▸ Alıştırmalar
1 > Soma faciasıyla ilgili yazıya göre aşağıdaki ifadeler doğru mu? Her biri için evet ya da hayır deyin ve hükmü belirleyen sözleri yazıdan aynen aktarın.
(a) Yangın faciası Soma Holding'e ait maden ocağında yaşanmıştır.
(b) Yazar, facianın önceden beklenen bir olay olduğunu söyler.
(c) Yazara göre her şeyi kadere havale etmek inancın gereği değildir.
2 > Soma faciasıyla ilgili yazıyı son cümlesinden sonra gelecek birkaç paragrafla sürdürün.

DEVLETTE KEMALİST İDEOLOJYANIN HEGEMONYASI?! (II)

Evet, değerli okurlar.

Bir önceki gün Manisa'nın Soma ilçesinde bulunan Soma Holding'e ait maden ocağındaki yangın faciası, nereden bakarsanız 300 civarında insanımızın hayatına mal olmuş durumda.

Öncelikle buradan vefat edenlere Allahtan rahmet, yaralılara da acil şifalar diliyorum.

Ve diyorum ki, Türkiye'nin başı sağolsun.

**         

Hiç kuşkusuz ki, beklenmedik, ansızın vuku bulan bir facia.

Katliam gibi…

Der demez insan için düşündürücü bir olay…

Ders almak gerekir.

Böylesine musibetlerin ansızın çıkıp bizi yakalamasını elbette ki “kader-i ilahidir” diye kendi kendimizi teselli edebiliriz.

"Kadersiz" hiçbir yaprak bile daldan düşmez.

Her şeyi kadere havale etmek inancımızın gereğidir.

Amma velâkin bu tür kaderler de, milletlere ümmetlere ders-i ibret olsun diye oluşan musibetler, mana âleminde bazı yerlere mesajdır.

O mesajda der ki; “kendine çeki düzen ver, yolunu ve istikametini dürüst kıl”

Aksi takdirde Allahû Teâlâ her an için, her darbeyi insanlara, toplumlara indirmeye muktedirdir.

Zira mutlak kudret sahibidir.

Ve o yüce kitabımız Kur’an-ı Azim, geçmiş kavimlerden ders-i ibret olsun diye bizi uyarıyor ve gönderme yapıyor.

Bazı ilahi mesajlarla deyim yerindeyse bize "tokat" atıyor.

“Anlayasınız diye” ikaz ediyor.

Ama denilebilir ki bu tür olayların ve başa gelen musibetlerin içinde ölen nice masum insanlar vardır.

Yani o masum insanlar mı hep toplumların toplumsal günahlarının acısını çekecek?

Evet, cevaben diyoruz ki:

Masum olan insanların olaylar içinde varlığı söz konusu ise onlar için büyük kefaret olur, aileler için büyük bir mükâfat olmakla beraber, hiç unutmayalım ki yanlış yapan bazı insanlar yüzünden yaşla kuru beraber yanar.

* * *

Nitekim...

Yüce kitabımız Kur’an-ı Kerim’de yer alan “Yunus” suresinin 89. ayeti bunları bize hatırlatmaktadır.

Bu ayet, tüm beşeriyeti uyarıyor..

Ve sanki bugün inzal edilmiş gibi tazeliğini koruyor.

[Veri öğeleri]
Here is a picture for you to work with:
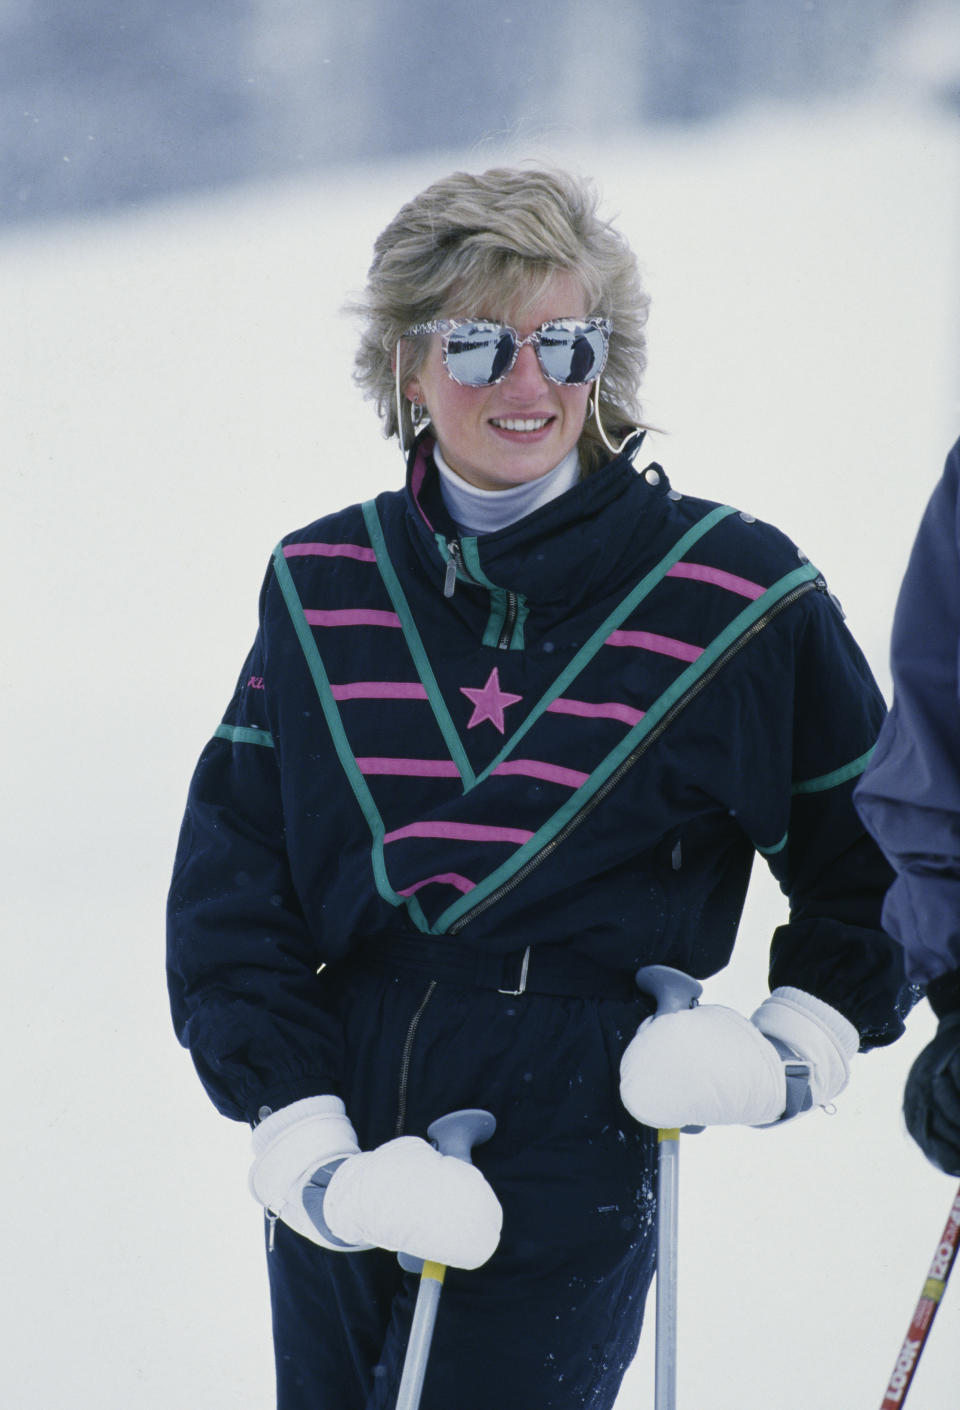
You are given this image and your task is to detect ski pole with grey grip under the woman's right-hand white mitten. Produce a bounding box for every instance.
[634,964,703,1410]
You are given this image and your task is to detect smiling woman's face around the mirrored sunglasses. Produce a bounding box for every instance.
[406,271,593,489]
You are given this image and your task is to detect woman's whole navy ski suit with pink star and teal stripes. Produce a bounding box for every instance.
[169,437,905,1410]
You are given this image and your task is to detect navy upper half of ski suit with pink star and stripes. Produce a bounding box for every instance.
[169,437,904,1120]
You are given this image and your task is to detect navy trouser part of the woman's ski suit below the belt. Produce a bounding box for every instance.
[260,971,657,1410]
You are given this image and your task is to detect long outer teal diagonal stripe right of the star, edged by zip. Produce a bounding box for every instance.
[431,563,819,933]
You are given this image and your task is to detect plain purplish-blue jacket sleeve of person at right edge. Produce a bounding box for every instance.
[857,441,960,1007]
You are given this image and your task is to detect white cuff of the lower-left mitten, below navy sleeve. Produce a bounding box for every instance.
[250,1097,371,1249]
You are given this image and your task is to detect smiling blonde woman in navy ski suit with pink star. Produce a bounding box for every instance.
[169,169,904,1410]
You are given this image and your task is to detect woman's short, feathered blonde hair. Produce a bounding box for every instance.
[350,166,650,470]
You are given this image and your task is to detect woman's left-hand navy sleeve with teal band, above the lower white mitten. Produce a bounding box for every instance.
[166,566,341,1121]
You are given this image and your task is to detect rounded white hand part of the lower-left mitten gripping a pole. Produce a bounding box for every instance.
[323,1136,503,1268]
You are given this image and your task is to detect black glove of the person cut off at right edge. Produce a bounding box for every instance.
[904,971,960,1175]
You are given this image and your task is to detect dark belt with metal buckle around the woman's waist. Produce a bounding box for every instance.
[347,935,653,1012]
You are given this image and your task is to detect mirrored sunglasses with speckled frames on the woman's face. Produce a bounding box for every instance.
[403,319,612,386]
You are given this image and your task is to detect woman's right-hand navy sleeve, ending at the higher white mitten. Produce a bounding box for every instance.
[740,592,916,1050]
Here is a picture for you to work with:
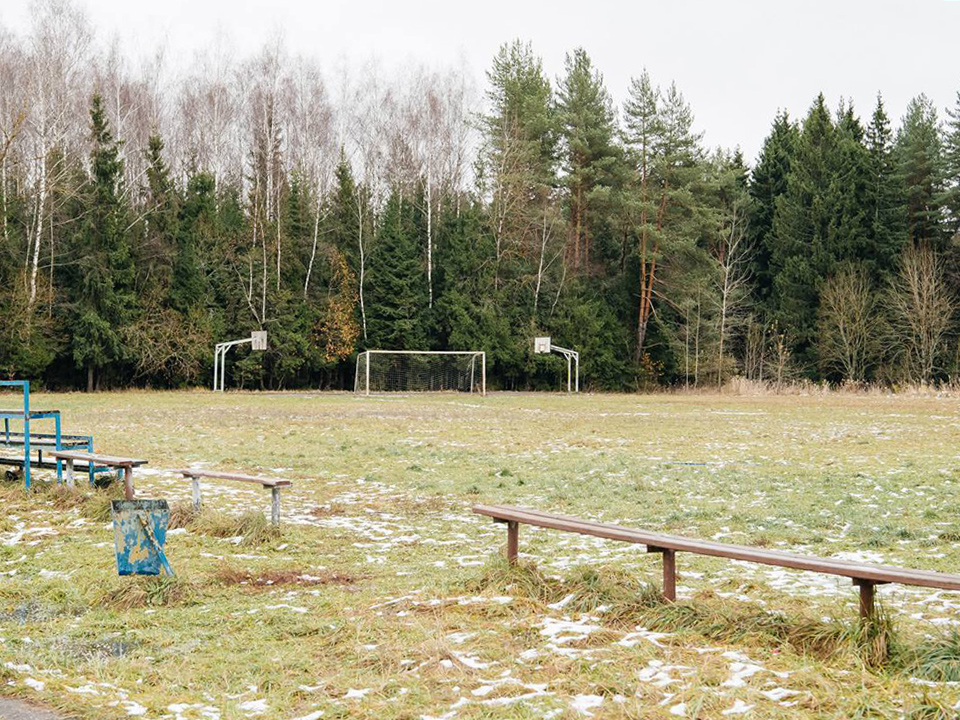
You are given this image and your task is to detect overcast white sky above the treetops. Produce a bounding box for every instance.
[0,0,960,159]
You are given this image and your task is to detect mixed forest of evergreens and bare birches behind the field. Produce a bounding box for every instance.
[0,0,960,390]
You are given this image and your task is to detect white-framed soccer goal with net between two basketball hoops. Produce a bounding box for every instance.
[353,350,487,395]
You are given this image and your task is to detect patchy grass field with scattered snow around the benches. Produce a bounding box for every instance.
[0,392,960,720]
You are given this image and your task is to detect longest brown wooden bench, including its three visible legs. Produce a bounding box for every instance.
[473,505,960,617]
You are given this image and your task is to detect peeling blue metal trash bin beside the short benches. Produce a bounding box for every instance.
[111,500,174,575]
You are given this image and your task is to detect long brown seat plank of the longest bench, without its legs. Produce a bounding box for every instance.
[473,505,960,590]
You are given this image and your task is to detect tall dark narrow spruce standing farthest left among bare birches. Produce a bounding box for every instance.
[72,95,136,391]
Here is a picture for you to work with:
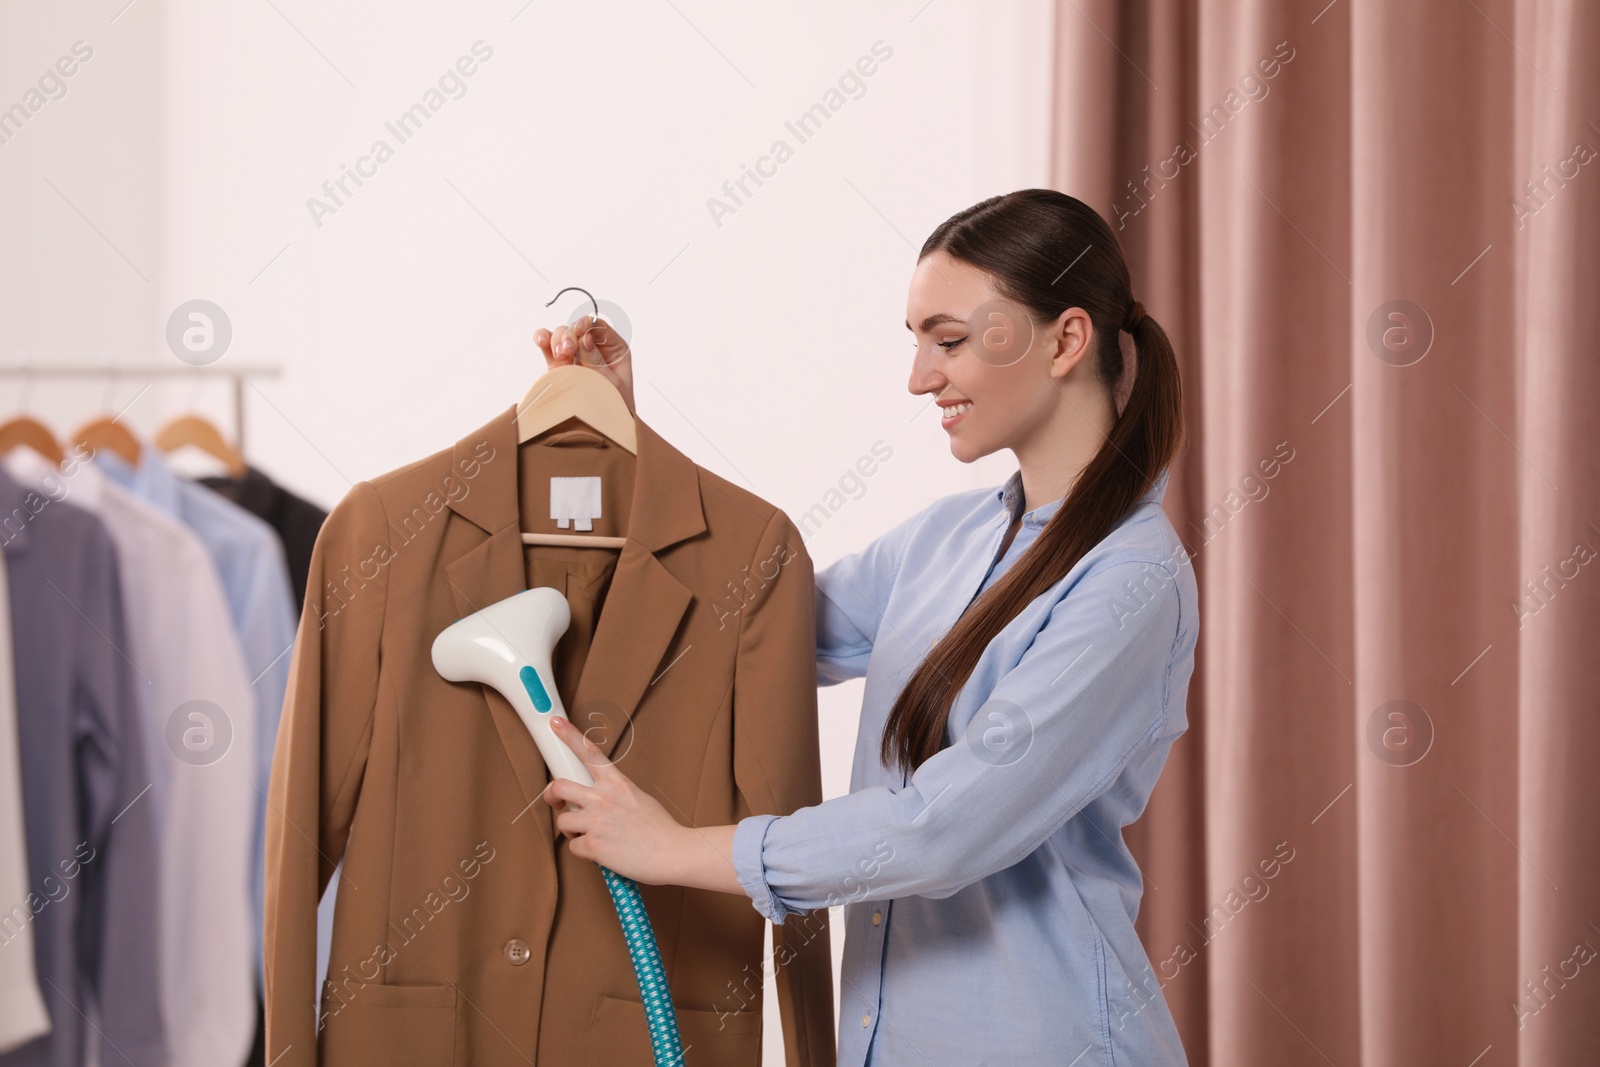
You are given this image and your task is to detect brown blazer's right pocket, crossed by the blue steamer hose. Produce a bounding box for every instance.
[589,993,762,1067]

▸ Maddelere göre yanıtlar
1 >
(a) Evet: "Soma Holding'e ait maden ocağındaki yangın faciası"
(b) Hayır: "beklenmedik, ansızın vuku bulan bir facia"
(c) Hayır: "Her şeyi kadere havale etmek inancımızın gereğidir."

2 >
Hz. Musa ile kardeşine hitaben diyor ki Allahû Teâlâ:

“Firavuna karşı vermiş olduğunuz mücadeleden dolayı, davetiniz, çağrınız ve duanız kabul edilmiştir.

Bu ilahi lütuf ve kerem paralelinde karşılığı budur ki “Festekîmâ” yani her ikiniz de istikametinizi koruyun, dürüstlükten ve İslami inançtan sapmayın.

Bir şey bilmeyen şeytan kılığındaki insanların yolunda gitmeyin, tabi olmayın.

Aslında bu ayetten önceki 86, 87, ve 88'inci ayetleri üst üste mealini okursak, daha iyi öğrenir ve bu yardımın ne kadar önemli olduğunu anlarız.

Zira 86. ayeti Allahû Teâlâ (C.C) mealen İsrailoğullarının yalvarmalarını şöyle dile getiriyor;

“Bizi rahmetinle o kâfirler topluluğundan kurtar”

Ve devamla 87. ayette şöyle buyuruyor;

“Bu sırada Musa ve kardeşine vahiy gönderdik ve dedik ki: Siz kendi kavminiz için Mısır’da yuvalar inşa edin ve barınakları hazırlayın, o barınaklara girerken de kendi evinizi adeta bir kıblegâh durumuna getirin. O kıbleye karşı namaz kılınız ve aranızdaki müminleri de böylece müjdeleyin”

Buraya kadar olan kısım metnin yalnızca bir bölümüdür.